# [WHAT TO WORK ON]
Copy everything from "Commercial publisher recognizes" down to "(France) last week." in the article on differential pricing, word for word.

# [PROVIDED PASSAGE]
============

Commercial publisher recognizes appeal of differential pricing
27 February 2000 - A major commercial player in international publishing has endorsed differential pricing as an effective way of combining a broader visibility of science with a healthy profit margin. This was the central message of the address by Chief Executive Officer of Elsevier Science, Derk Haank, to the Second Conference on Electronic Publishing organized by UNESCO and ICSU Press in Paris (France) last week.
Some 250 experts from around the world representing all links in the science information chain – publishers, librarians, scientists, copyright specialists, etc. – were meeting at UNESCO Headquarters from 20 to 23 February 2001 to take stock of developments in electronic publishing in science since the first conference was held in 1996 and to prepare guidelines for best practices that will range from standardization of citation, through peer review and integrity to archiving of the scientific record (see also WCS Newsletter, 23 November 2000).
Differential pricing for electronic science journals figured among the best practices recommended by the Conference. In presenting a publisher’s view on the final day, Derk Haank took up this theme, explaining why – in addition to widening access to science – the recommendation also made sound commercial sense.
‘When circulation of a scientific electronic journal drops because those less interested in the journal fail to renew their subscription’, he said, ‘the journal is forced to increase its prices, which only further limits circulation’. By proposing differential pricing calculated according to the means of a given university, corporation or library, both reader and publisher stand to gain. The university library in Zimbabwe, for example, is able to maintain its subscription and the journal becomes better known while bringing in healthy revenue.’
Besides economic models for electronic publishing, the Conference recommendations address the impact on science of new legislation governing copyright and databases, the role non-profit organizations can play, referencing and retrieval of scientific articles, ethical and privacy issues affecting the biomedical sciences, among others, and ways of seizing the potential offered by the new technologies to improve the two-way exchange of information between North and South, and between countries of the South. As Richard Smith, Editor of the British Medical Journal put it, the digital divide is the most important ethical issue in electronic publishing today.
The conference proceedings are to be published – electronically of course – at the UNESCO website.

============

# [ENTRIES SHOWN]
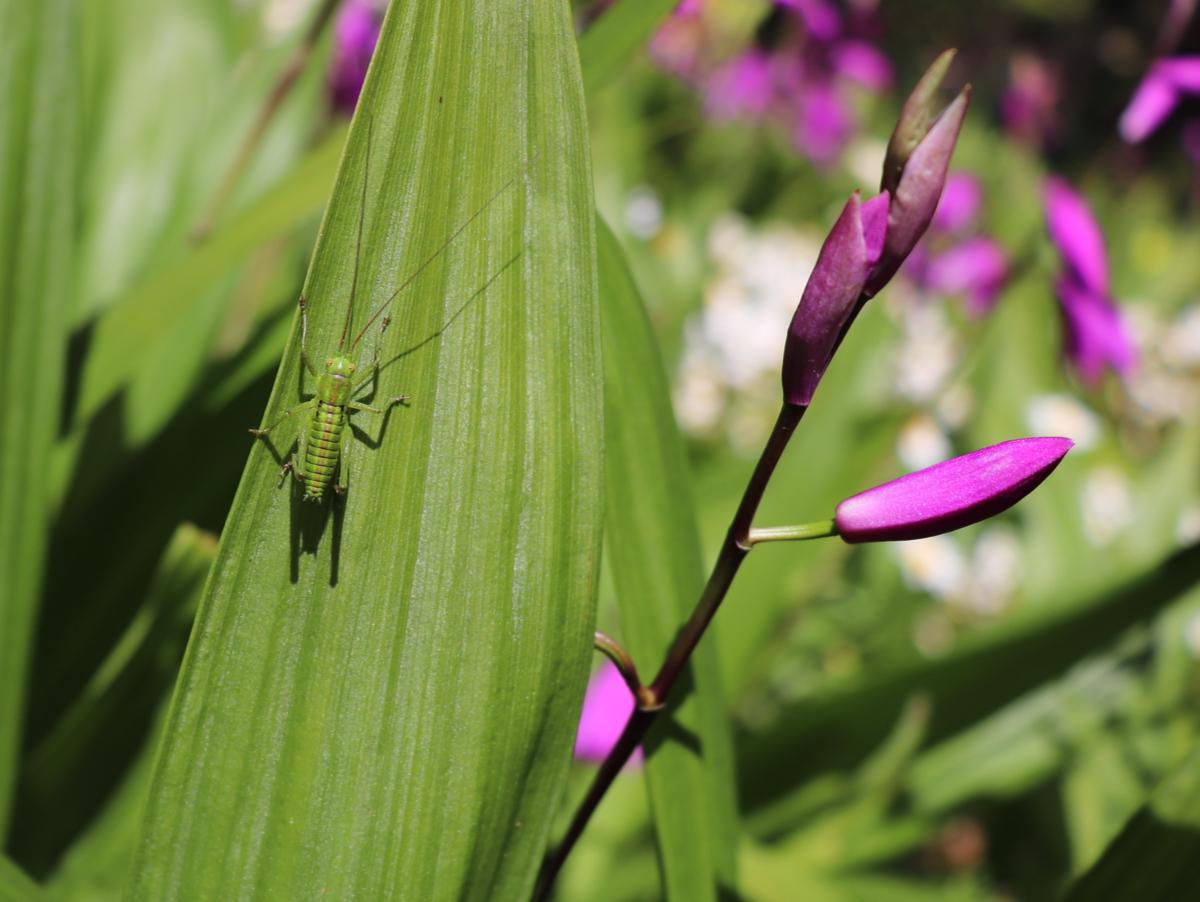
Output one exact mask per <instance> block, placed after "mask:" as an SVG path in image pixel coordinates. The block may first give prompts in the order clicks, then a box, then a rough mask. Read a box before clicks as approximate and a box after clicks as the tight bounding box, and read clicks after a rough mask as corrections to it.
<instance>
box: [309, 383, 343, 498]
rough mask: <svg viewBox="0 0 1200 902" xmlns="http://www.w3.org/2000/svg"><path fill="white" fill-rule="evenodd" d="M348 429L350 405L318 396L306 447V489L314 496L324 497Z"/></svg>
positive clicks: (312, 409) (312, 415) (313, 412)
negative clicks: (345, 433)
mask: <svg viewBox="0 0 1200 902" xmlns="http://www.w3.org/2000/svg"><path fill="white" fill-rule="evenodd" d="M344 431H346V407H344V405H340V404H336V403H334V402H330V401H323V399H320V398H317V403H316V404H313V408H312V415H311V416H310V417H308V429H307V435H306V438H307V440H306V441H305V450H304V493H305V494H306V495H307V497H308V498H311V499H313V500H320V498H322V497H324V494H325V489H326V488H329V483H330V482H331V481H332V479H334V474H335V473H336V471H337V462H338V461H340V459H341V457H342V433H343V432H344Z"/></svg>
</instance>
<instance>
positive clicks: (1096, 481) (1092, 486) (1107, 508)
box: [1081, 467, 1133, 546]
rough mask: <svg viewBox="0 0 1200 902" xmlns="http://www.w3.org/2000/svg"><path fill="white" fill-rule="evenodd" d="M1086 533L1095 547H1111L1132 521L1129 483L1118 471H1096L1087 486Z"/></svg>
mask: <svg viewBox="0 0 1200 902" xmlns="http://www.w3.org/2000/svg"><path fill="white" fill-rule="evenodd" d="M1081 504H1082V512H1084V531H1085V533H1086V534H1087V537H1088V540H1090V541H1091V542H1092V545H1097V546H1105V545H1109V543H1110V542H1111V541H1112V540H1114V539H1116V537H1117V535H1120V534H1121V530H1123V529H1124V528H1126V527H1127V525H1129V523H1130V521H1132V519H1133V499H1132V498H1130V494H1129V481H1128V480H1127V479H1126V475H1124V474H1123V473H1122V471H1121V470H1118V469H1116V468H1115V467H1097V468H1096V469H1094V470H1092V471H1091V473H1090V474H1088V475H1087V479H1086V480H1085V482H1084V491H1082V498H1081Z"/></svg>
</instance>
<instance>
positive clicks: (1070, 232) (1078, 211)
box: [1043, 176, 1109, 295]
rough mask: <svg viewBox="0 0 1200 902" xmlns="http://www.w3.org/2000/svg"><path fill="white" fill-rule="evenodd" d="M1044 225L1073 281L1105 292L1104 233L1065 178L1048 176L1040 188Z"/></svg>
mask: <svg viewBox="0 0 1200 902" xmlns="http://www.w3.org/2000/svg"><path fill="white" fill-rule="evenodd" d="M1043 193H1044V200H1045V208H1046V210H1045V212H1046V229H1048V230H1049V231H1050V240H1051V241H1054V242H1055V246H1056V247H1057V248H1058V253H1061V254H1062V257H1063V259H1064V260H1066V261H1067V266H1068V269H1069V270H1070V271H1072V272H1073V273H1074V276H1075V278H1076V281H1078V282H1079V283H1080V284H1082V285H1084V287H1086V288H1087V289H1088V290H1090V291H1092V293H1094V294H1098V295H1108V293H1109V261H1108V255H1106V254H1105V252H1104V235H1103V233H1102V231H1100V227H1099V224H1098V223H1097V222H1096V217H1094V216H1092V211H1091V209H1090V208H1088V206H1087V202H1086V200H1084V198H1082V197H1081V196H1080V194H1078V193H1076V192H1075V191H1074V188H1072V187H1070V185H1068V184H1067V181H1066V180H1063V179H1060V178H1056V176H1050V178H1049V179H1046V182H1045V190H1044V192H1043Z"/></svg>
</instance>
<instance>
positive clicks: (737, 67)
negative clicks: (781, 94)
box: [707, 50, 772, 119]
mask: <svg viewBox="0 0 1200 902" xmlns="http://www.w3.org/2000/svg"><path fill="white" fill-rule="evenodd" d="M770 94H772V77H770V60H769V59H768V58H767V55H766V54H763V53H761V52H758V50H750V52H749V53H744V54H742V55H740V56H737V58H734V59H733V60H731V61H730V62H727V64H725V65H724V66H721V67H720V68H719V70H716V71H715V72H714V73H713V76H712V78H710V79H709V82H708V91H707V95H708V96H707V101H708V112H709V114H710V115H712V116H714V118H715V119H733V118H736V116H739V115H742V114H750V115H755V116H760V115H762V114H763V113H766V112H767V107H768V104H769V103H770Z"/></svg>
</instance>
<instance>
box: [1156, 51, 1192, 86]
mask: <svg viewBox="0 0 1200 902" xmlns="http://www.w3.org/2000/svg"><path fill="white" fill-rule="evenodd" d="M1153 68H1154V70H1157V72H1158V74H1159V76H1160V77H1162V78H1164V79H1166V80H1168V82H1170V83H1171V84H1172V85H1175V86H1176V88H1178V89H1180V90H1181V91H1186V92H1188V94H1200V56H1171V58H1170V59H1166V60H1159V61H1158V64H1156V65H1154V67H1153Z"/></svg>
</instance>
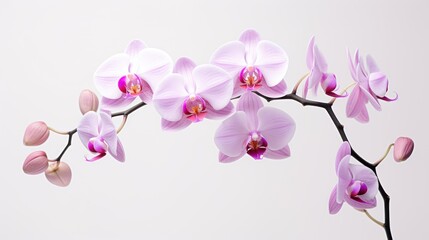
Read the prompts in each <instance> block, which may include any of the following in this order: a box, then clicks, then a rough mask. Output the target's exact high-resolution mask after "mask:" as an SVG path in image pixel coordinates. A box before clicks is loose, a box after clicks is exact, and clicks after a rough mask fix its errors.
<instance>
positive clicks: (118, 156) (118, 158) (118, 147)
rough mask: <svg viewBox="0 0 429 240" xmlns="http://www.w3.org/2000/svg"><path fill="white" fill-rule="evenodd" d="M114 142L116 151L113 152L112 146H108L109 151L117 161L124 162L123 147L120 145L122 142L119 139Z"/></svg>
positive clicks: (121, 145)
mask: <svg viewBox="0 0 429 240" xmlns="http://www.w3.org/2000/svg"><path fill="white" fill-rule="evenodd" d="M116 144H117V145H116V147H115V149H116V153H114V152H113V150H112V148H109V153H110V154H111V155H112V157H113V158H115V159H116V160H118V161H119V162H124V161H125V151H124V147H123V146H122V143H121V141H120V140H119V139H117V143H116Z"/></svg>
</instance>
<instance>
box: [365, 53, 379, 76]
mask: <svg viewBox="0 0 429 240" xmlns="http://www.w3.org/2000/svg"><path fill="white" fill-rule="evenodd" d="M366 65H367V66H368V70H369V72H370V73H374V72H379V71H380V70H379V69H378V66H377V64H376V63H375V61H374V58H372V57H371V55H367V56H366Z"/></svg>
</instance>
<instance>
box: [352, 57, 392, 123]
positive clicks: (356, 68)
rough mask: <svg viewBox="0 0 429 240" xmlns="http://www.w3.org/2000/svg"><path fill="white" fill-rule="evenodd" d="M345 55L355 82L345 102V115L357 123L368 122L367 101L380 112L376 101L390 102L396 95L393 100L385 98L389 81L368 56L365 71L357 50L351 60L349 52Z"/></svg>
mask: <svg viewBox="0 0 429 240" xmlns="http://www.w3.org/2000/svg"><path fill="white" fill-rule="evenodd" d="M347 53H348V57H349V68H350V73H351V75H352V78H353V80H354V81H355V82H356V86H355V87H354V89H353V91H352V92H351V94H350V97H349V99H348V101H347V107H346V114H347V117H349V118H355V119H356V120H358V121H359V122H364V123H365V122H368V121H369V116H368V110H367V109H366V106H365V105H366V103H368V101H369V102H370V103H371V104H372V106H373V107H374V108H375V109H376V110H377V111H381V106H380V103H379V102H378V99H380V100H384V101H388V102H390V101H395V100H396V99H398V95H397V94H396V96H395V98H388V97H387V96H386V93H387V91H388V85H389V81H388V79H387V77H386V75H385V74H384V73H381V72H380V71H379V68H378V67H377V65H376V63H375V61H374V59H373V58H372V57H371V56H370V55H368V56H367V58H366V65H367V67H368V70H369V71H367V70H366V69H365V67H364V64H363V60H362V59H361V58H360V57H359V50H356V53H355V56H354V59H352V57H351V55H350V53H349V52H347Z"/></svg>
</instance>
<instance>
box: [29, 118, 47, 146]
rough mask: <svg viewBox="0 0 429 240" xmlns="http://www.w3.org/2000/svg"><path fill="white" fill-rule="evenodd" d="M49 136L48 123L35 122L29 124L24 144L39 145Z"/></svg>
mask: <svg viewBox="0 0 429 240" xmlns="http://www.w3.org/2000/svg"><path fill="white" fill-rule="evenodd" d="M48 137H49V129H48V126H47V125H46V123H44V122H42V121H38V122H34V123H32V124H30V125H28V127H27V129H25V133H24V141H23V142H24V145H26V146H38V145H40V144H42V143H44V142H45V141H46V140H47V139H48Z"/></svg>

============

# [RESPONSE AREA]
Commercial publisher recognizes appeal of differential pricing
27 February 2000 - A major commercial player in international publishing has endorsed differential pricing as an effective way of combining a broader visibility of science with a healthy profit margin. This was the central message of the address by Chief Executive Officer of Elsevier Science, Derk Haank, to the Second Conference on Electronic Publishing organized by UNESCO and ICSU Press in Paris (France) last week.